## TASK DIRECTIONS:
Retype the lines of the listing below, starting at the line that contains "Task: point out every instance of the concrete" and ending at the last line of the listing.

**** GIVEN DATA ****

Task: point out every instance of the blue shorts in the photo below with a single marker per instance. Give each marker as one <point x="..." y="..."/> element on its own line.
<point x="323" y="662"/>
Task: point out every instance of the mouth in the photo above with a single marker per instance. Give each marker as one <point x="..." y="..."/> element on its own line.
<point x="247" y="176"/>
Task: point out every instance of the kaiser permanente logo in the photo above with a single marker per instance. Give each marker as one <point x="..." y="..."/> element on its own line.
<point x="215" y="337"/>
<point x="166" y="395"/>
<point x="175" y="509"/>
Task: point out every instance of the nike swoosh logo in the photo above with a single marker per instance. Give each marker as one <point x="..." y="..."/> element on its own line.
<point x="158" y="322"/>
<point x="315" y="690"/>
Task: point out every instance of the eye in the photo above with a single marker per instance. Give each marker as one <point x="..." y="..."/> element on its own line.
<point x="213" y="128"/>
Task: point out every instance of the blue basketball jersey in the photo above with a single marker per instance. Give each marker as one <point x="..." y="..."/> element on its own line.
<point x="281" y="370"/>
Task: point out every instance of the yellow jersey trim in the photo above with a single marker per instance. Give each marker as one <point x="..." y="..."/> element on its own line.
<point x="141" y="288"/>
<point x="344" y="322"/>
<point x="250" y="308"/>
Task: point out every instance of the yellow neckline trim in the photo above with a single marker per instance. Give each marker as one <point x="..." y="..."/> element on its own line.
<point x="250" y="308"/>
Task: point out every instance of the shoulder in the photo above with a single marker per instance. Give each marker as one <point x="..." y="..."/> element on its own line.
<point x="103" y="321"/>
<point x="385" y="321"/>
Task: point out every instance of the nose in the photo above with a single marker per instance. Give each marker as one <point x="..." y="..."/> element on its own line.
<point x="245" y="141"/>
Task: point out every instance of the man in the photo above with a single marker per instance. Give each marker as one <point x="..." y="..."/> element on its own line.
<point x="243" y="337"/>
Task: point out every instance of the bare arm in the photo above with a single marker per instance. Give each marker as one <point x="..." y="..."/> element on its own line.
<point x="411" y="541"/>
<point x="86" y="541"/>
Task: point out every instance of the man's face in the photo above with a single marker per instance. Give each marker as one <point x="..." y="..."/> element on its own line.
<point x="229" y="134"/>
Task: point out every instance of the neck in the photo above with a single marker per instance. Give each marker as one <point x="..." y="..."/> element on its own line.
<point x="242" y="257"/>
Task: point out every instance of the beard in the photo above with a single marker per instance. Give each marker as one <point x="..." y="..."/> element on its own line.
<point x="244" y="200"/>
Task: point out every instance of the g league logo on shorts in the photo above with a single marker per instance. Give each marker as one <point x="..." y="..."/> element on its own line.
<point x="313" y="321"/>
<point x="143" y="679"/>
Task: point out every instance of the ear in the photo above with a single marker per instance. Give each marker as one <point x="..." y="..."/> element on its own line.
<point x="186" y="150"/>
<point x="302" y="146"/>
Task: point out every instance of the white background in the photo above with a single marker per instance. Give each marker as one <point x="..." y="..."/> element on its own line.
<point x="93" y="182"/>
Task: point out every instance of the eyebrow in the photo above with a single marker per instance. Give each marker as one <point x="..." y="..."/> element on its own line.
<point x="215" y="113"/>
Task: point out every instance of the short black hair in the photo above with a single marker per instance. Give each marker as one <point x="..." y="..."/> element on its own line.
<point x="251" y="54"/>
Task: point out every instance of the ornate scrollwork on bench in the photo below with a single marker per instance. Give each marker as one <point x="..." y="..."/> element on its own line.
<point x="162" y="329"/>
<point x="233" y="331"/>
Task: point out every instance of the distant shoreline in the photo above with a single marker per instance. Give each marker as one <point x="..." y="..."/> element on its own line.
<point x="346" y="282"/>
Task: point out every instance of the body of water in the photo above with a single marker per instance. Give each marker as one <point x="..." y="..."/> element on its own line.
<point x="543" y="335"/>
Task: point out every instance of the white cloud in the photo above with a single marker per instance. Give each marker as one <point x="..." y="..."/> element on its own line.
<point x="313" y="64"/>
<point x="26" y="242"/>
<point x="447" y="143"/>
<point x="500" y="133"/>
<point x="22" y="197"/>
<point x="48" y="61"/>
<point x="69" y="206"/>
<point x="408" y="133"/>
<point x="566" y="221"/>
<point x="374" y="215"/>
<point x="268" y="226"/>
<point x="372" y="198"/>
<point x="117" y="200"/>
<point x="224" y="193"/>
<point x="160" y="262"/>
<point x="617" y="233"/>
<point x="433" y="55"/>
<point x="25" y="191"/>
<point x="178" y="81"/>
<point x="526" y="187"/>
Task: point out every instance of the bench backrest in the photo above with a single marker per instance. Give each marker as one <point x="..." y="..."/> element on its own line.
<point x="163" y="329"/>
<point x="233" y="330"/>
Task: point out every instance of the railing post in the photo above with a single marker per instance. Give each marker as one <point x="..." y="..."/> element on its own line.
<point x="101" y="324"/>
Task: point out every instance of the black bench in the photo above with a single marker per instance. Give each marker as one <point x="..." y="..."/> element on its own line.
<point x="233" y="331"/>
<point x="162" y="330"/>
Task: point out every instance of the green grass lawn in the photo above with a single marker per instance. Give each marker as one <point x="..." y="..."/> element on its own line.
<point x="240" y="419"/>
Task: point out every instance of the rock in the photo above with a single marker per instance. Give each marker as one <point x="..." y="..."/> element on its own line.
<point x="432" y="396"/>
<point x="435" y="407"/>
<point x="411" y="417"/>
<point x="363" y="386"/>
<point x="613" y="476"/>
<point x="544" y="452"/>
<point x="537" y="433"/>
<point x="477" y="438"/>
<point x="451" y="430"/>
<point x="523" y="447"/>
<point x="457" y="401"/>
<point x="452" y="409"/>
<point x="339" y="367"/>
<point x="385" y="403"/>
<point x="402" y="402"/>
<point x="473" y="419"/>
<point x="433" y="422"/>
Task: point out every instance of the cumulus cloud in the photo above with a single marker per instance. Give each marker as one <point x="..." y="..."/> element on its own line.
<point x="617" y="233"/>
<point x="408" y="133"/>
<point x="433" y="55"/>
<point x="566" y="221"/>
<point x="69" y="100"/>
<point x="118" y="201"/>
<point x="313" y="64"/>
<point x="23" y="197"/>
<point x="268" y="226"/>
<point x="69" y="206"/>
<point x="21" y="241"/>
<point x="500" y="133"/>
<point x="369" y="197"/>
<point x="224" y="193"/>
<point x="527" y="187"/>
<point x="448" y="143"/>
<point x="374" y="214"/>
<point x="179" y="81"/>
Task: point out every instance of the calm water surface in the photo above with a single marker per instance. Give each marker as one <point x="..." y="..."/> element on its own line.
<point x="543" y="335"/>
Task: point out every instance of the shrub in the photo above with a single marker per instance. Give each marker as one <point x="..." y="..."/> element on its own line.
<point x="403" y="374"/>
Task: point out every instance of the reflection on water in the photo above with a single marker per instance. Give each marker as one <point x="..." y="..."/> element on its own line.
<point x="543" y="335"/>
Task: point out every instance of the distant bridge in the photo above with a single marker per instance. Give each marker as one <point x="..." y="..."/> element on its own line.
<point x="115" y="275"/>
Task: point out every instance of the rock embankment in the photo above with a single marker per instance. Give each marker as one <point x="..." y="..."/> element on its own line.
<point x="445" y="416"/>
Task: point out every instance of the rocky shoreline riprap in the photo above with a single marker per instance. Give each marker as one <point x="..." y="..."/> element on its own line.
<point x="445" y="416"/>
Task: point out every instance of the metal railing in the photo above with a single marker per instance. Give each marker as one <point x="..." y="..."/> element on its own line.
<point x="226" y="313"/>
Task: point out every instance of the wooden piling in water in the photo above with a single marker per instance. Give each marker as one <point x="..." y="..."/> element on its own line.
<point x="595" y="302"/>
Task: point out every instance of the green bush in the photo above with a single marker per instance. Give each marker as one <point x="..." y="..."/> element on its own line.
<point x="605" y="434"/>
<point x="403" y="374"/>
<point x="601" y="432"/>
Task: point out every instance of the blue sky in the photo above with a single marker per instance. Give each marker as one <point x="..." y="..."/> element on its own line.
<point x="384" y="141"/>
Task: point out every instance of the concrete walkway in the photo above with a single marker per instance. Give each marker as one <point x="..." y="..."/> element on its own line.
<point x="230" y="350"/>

****

## FINISHED EXERCISE:
Task: point out every instance of the concrete walkway in the photo above with a single marker per instance. Give each marker as one <point x="..." y="..."/> element on its own line.
<point x="230" y="350"/>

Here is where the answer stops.